(Examples of point labeling)
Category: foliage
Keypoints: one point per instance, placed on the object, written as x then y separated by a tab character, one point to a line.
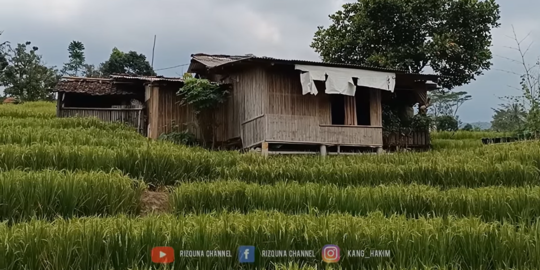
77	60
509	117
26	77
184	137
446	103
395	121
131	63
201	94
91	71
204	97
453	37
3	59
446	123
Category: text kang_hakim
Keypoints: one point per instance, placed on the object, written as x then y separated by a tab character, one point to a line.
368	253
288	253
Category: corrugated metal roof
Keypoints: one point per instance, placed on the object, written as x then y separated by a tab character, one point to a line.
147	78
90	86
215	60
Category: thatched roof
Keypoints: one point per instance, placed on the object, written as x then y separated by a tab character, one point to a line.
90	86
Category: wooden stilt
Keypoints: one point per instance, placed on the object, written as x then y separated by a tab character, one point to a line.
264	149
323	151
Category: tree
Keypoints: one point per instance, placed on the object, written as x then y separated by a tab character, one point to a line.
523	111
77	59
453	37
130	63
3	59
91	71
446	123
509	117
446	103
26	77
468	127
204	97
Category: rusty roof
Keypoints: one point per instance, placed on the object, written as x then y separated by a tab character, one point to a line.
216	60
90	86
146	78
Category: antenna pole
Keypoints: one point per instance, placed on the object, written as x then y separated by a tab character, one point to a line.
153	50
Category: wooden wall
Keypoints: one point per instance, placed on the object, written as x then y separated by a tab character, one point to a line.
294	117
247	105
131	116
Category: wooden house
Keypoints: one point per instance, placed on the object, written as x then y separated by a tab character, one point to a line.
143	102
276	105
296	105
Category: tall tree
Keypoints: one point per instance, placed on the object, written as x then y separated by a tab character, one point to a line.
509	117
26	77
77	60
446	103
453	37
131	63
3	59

## Written task
Reproduce the data above verbatim, line for line, from the first line to the last. Omit the pictures.

## Solution
Category: foliage
Keypoints: one point per instance, placed on the object, written as x then y separated by a tab character, one point to a line.
77	60
509	117
26	77
184	137
446	103
395	121
131	63
201	94
91	71
204	97
453	37
3	59
446	123
Category: text kang_hakim
Keypoints: one point per instance, placed on the object, written as x then y separated by a tab character, one point to a line.
368	253
288	253
Category: corrugated metal roof
Keypoints: one point per instance, placed on the object, written as x then y separated by a tab character, one point to a line.
147	78
90	86
215	60
Category: thatched roof
Keypoints: one point per instance, placed on the object, written as x then y separated by a tab character, one point to a line.
90	86
Category: wooden stilt
Keypoints: one point per instance, placed on the object, written as x then y separated by a tab character, one point to a line.
264	149
323	151
Category: tree
Keypoints: one point per instance, placed on the object, written as x then y separated by a tab character, one point to a line.
523	111
77	59
453	37
130	63
3	59
91	71
446	123
509	117
446	103
26	77
468	127
204	97
Category: rusty roof
Keypoints: one point per instance, placed on the object, written as x then y separated by a tab character, one point to a line.
216	60
90	86
146	78
Category: antenna pole
Keypoints: one point per instance, placed on the object, written as x then y separated by a tab character, one point to a line.
153	50
Category: wooden wall
Keypoints: one point per instance, placed on the object, written as x then y separated by a tab character, one point to a line.
294	117
247	105
131	116
Category: wooden house
Keypoints: one point per instance, placed on the object, written as x then y separated by a tab character, one point to a line.
143	102
276	105
296	105
Category: tall tree
Keypoints: one point per instance, placed on the object, written as x then y separated by a tab character, one point to a line.
509	117
26	77
77	60
446	103
453	37
131	63
3	59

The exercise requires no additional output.